SOURCE TEXT
The New Year’s Resolution Curse On Loyalty Programs
At the beginning of 2015, much like the beginning of every other year before it, people all over looked forward with renewed energy and optimism at the chance to better themselves in the year to come. Resolutions come in all shapes and sizes, but one of the most popular resolutions always involves getting into shape, being accountable for your personal fitness and getting to the gym. Without fail, it’s by far the busiest time of the year for fitness centers. In the month of January alone, gyms can budget to acquire up to 50% more members than normal. But by the middle of summer, only a handful of these go-getters remain as active members. The rest have lost the drive, the motivation or the interest to continue.
This common human scenario mirrors one that practitioners in the loyalty marketing space are all too aware of, and it’s a concern of growing and dire importance — how do I keep members of my loyalty program actively participating and engaging with my brand?
According to the 2015 Colloquy Loyalty Census, loyalty program membership in the United States has risen from 2.6 billion members in 2012 to 3.3 billion in 2014, a staggering 26% increase. And this comes on the tail of a 27% increase from 2010 to 2012. But an enrolled participant does not an engaged participant make.
Even as consumers are enrolling in loyalty programs at an unprecedented rate, a growing problem is becoming all too clear: the number of members who actively participate in loyalty programs is declining. Since 2010, member participation has decreased from 46% to 44% in 2012, down to a disappointing 42% in 2014. The Colloquy study goes on to paint a picture of predominantly disengaged American households, reporting that out of the mean 29 loyalty programs that the average household is collectively enrolled in, the household was only active in 12 of those programs.

REQUIRED WORK
Answer these questions from the loyalty programs text:
(a) By how much can gyms budget to increase their membership acquisition in January?
(b) According to the 2015 Colloquy Loyalty Census, how many loyalty program members were there in the United States in 2014?
(c) Of the mean 29 loyalty programs an average household is enrolled in, how many is it active in?

INFORMATION SHOWN
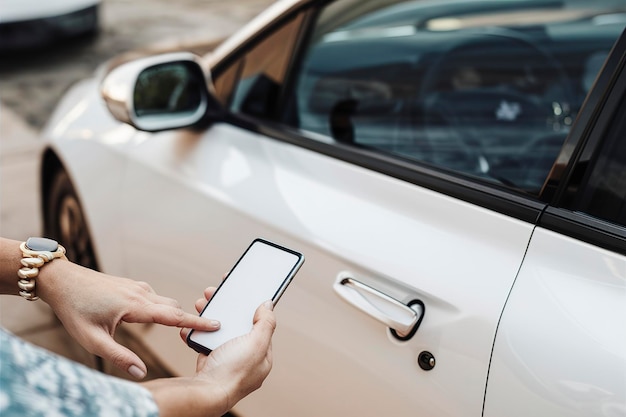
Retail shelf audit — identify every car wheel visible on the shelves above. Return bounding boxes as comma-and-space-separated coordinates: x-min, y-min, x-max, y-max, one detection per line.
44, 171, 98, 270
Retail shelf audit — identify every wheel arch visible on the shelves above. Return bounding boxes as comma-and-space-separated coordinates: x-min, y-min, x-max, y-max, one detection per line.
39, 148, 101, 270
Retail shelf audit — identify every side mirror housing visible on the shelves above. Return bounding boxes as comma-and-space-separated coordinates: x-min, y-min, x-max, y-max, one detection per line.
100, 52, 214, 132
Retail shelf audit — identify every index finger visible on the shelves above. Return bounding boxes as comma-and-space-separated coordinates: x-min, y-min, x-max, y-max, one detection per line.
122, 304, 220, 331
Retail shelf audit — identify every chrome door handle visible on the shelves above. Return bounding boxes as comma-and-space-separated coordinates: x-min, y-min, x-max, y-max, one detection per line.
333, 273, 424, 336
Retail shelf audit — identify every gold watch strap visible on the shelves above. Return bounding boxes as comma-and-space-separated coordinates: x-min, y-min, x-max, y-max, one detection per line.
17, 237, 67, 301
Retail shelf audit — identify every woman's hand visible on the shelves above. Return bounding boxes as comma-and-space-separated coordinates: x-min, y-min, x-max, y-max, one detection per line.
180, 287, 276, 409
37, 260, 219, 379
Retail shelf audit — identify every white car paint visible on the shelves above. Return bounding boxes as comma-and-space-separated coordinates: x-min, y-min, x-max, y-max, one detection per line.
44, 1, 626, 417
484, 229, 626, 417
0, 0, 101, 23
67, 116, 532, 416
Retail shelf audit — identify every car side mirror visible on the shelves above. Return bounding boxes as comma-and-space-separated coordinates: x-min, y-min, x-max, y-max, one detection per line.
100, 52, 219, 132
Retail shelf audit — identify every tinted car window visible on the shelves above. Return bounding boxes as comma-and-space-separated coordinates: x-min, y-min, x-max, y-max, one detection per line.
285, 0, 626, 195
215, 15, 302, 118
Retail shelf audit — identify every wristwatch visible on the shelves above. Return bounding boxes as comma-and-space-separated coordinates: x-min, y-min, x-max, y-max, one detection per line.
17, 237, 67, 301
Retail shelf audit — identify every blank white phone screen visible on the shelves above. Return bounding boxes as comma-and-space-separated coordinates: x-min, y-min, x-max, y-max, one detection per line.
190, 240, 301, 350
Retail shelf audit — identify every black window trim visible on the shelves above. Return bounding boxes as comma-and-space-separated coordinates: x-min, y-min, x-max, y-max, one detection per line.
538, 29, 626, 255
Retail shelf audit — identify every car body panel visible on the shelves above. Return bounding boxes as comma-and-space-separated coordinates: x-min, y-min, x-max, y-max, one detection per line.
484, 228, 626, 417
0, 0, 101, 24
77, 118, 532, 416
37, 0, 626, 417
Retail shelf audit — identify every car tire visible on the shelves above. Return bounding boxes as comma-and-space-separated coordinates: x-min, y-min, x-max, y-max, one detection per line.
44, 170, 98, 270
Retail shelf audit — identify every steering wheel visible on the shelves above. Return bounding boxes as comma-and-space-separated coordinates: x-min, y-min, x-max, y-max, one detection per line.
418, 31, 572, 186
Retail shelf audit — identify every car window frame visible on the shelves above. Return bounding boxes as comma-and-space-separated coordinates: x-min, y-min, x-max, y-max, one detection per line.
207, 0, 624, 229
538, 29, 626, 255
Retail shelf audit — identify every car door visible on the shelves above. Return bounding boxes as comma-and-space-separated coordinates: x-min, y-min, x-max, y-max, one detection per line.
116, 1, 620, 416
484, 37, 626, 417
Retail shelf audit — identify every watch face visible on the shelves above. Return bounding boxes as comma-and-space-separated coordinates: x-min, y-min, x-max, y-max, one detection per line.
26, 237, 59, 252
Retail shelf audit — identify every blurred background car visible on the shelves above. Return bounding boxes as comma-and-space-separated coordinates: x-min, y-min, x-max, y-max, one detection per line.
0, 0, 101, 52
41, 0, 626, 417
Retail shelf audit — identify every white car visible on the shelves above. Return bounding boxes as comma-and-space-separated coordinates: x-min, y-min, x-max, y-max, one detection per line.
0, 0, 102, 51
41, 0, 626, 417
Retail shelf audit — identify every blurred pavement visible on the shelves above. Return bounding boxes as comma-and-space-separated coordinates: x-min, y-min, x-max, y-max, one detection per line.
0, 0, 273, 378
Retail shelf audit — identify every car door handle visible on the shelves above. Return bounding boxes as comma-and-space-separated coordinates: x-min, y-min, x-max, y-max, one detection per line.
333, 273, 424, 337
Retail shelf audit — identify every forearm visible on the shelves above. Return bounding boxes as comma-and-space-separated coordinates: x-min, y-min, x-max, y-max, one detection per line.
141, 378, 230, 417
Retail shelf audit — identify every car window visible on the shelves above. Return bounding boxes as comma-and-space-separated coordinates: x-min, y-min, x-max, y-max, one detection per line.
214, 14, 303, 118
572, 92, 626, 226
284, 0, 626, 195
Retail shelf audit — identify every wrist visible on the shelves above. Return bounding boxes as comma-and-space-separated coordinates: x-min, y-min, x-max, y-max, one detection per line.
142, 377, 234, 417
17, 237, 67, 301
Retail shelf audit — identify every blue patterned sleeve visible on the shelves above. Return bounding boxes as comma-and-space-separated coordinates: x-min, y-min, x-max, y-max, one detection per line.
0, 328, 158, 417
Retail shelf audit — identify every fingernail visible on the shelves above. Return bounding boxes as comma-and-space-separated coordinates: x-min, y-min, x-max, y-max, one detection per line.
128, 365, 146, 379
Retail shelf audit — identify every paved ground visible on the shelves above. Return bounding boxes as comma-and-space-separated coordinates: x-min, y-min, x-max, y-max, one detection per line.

WRITTEN SOLUTION
(a) Up to 50% more members than normal.
(b) 3.3 billion.
(c) 12.